_TO DO_.
Please return the listing exactly, line for line.

_EXERCISE DATA_.
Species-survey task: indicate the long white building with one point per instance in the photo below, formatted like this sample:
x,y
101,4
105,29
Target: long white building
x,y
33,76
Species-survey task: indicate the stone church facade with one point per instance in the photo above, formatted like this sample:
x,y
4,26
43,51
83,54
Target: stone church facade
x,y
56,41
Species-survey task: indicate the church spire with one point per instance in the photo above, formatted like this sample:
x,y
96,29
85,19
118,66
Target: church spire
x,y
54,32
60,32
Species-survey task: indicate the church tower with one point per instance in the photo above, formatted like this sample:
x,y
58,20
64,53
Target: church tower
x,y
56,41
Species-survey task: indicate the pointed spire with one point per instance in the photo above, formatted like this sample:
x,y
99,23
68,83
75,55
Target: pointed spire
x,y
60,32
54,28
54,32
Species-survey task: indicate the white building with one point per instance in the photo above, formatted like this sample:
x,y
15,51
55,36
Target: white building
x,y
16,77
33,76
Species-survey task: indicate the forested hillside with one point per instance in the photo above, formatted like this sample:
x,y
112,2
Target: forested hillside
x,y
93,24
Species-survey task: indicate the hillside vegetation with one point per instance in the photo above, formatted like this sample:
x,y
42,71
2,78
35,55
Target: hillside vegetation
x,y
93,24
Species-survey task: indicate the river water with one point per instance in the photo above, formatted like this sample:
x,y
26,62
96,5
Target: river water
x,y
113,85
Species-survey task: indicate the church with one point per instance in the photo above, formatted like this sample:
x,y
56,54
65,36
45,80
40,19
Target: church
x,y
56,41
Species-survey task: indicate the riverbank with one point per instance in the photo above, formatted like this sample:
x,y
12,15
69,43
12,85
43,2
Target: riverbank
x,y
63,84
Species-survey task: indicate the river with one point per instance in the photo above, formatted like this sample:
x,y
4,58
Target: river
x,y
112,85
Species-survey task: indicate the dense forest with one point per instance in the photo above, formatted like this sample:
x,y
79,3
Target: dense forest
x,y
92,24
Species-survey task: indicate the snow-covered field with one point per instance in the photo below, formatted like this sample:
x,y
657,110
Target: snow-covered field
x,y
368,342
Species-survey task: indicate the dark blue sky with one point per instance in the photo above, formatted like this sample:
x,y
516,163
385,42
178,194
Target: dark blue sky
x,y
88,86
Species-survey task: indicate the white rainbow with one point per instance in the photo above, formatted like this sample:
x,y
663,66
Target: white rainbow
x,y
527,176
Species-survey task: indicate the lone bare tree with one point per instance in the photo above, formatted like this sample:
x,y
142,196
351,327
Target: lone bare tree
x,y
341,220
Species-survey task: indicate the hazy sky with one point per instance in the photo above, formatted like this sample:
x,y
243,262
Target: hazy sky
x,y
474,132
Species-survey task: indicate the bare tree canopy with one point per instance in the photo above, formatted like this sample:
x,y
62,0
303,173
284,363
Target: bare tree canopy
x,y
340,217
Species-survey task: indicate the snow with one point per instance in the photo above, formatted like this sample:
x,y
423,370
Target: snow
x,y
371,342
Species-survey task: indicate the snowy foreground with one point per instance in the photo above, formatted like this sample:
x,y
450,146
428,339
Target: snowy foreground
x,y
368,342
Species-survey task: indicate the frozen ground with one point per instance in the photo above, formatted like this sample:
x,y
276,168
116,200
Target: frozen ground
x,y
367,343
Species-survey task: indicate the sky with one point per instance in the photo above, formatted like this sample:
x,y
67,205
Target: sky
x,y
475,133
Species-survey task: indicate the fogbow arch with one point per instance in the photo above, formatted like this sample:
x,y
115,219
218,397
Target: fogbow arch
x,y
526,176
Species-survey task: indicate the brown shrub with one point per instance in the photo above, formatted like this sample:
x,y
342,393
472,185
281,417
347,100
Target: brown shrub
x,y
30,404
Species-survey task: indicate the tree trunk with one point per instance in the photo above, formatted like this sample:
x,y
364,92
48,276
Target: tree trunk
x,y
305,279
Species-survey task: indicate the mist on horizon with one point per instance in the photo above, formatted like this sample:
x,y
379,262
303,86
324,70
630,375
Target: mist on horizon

_WRITTEN SOLUTION_.
Species-survey task: indicate the long white building with one point per instance in the photo below, formatted like this sample:
x,y
101,4
105,29
Target: long white building
x,y
33,76
Species-survey task: indicate the stone church facade with one point per instance in the photo above, formatted like this sample:
x,y
4,26
43,51
83,54
Target: stone church facade
x,y
56,41
Species-survey task: indicate the church spire with one point per instance in the photo above, formatted like this sample:
x,y
96,29
85,19
118,66
Target: church spire
x,y
54,32
60,32
Species-survey task: indicate the church tower with one point per instance in the photo above, formatted like this sample:
x,y
58,20
64,53
Target: church tower
x,y
56,41
Species-survey task: indicate the pointed spire with one point per instance in the photo above, formatted like this sample:
x,y
99,23
68,83
75,55
Target: pointed spire
x,y
60,32
54,28
54,32
Species-survey task: indicate the white building with one point per instance in the photo above, formatted like this sample:
x,y
15,51
55,36
Target: white building
x,y
16,77
33,76
Species-survey task: indicate the forested hillside with one point per instance in the photo above, formatted like this sample:
x,y
112,2
Target: forested hillside
x,y
93,24
Species-survey task: indicate the hillside vegetation with one point per instance in the photo above, formatted like this sample:
x,y
42,71
2,78
35,55
Target: hillside vegetation
x,y
93,24
Species-survey task: indicate the river water with one point per instance in the photo above, formatted like this sample:
x,y
26,62
96,5
Target: river water
x,y
113,85
Species-survey task: indicate the church with one point per instance in the photo above, formatted like this sample:
x,y
56,54
65,36
45,80
40,19
Target: church
x,y
56,41
Species-survey task: indicate the riverbank with one point per instance in the photo above, formatted like this sample:
x,y
12,15
69,43
12,85
43,2
Target: riverbank
x,y
63,84
Species-survey task: indicate the river with one point per instance in the photo above, formatted like this sample:
x,y
4,58
Target: river
x,y
112,85
Species-survey task: indicate the dense forest with one point per instance in the photo above, formatted like this sample:
x,y
79,3
Target: dense forest
x,y
92,24
Species-survey task: indicate the snow-covered field with one point per instance in the photo below, formatted like this sample:
x,y
657,110
Target: snow-covered field
x,y
368,342
Species-survey task: indicate the dark blue sky with one point per instance in the photo above, formatted like this sample:
x,y
516,163
385,42
178,194
Target: dark blue sky
x,y
88,86
Species-survey task: indicate the white rainbow with one point per instance in the photo above, formatted like this sample:
x,y
663,66
Target: white rainbow
x,y
527,176
Species-survey task: indicate the lone bare tree with one point per instance in the photo above, formatted like this sample:
x,y
142,196
351,327
Target: lone bare tree
x,y
341,220
Species-survey task: indicate the hazy sky with one point per instance in the photo above, formatted like this sample:
x,y
243,262
Target: hazy sky
x,y
474,132
Species-survey task: indicate the bare tree canopy with one point per instance in the photo above, formatted like this sample:
x,y
62,0
303,173
284,363
Target: bare tree canopy
x,y
340,217
Species-survey task: indicate the snow with one point per instance in the photo above, formatted like this sample:
x,y
423,370
Target: snow
x,y
371,342
Species-survey task: indicate the snowy foreground with one point per instance in the photo above, formatted like this sample:
x,y
450,146
428,339
Target: snowy foreground
x,y
368,342
Species-survey task: indicate the frozen ground with one point per instance in the photo above, formatted like this sample:
x,y
276,168
116,200
Target: frozen ground
x,y
367,343
Species-survey task: indicate the sky with one point per instance in the photo above, formatted like this sample:
x,y
67,205
Target: sky
x,y
475,133
Species-survey task: indicate the fogbow arch with one point per instance in the photo above, formatted like this sample:
x,y
115,219
218,397
Target: fogbow arch
x,y
526,176
Species-survey task: indicate the brown shrub with one point per instance in the photo above, formatted like this sample:
x,y
342,393
472,185
281,417
347,100
Target: brown shrub
x,y
30,404
Species-survey task: indicate the tree trunk with one point per instance in the photo above, formatted like this sample:
x,y
364,92
48,276
Target: tree trunk
x,y
305,279
Species-survey task: indicate the mist on horizon with one point per instance in the photo above, formatted like this sample:
x,y
379,262
303,86
324,70
630,375
Target: mist on horizon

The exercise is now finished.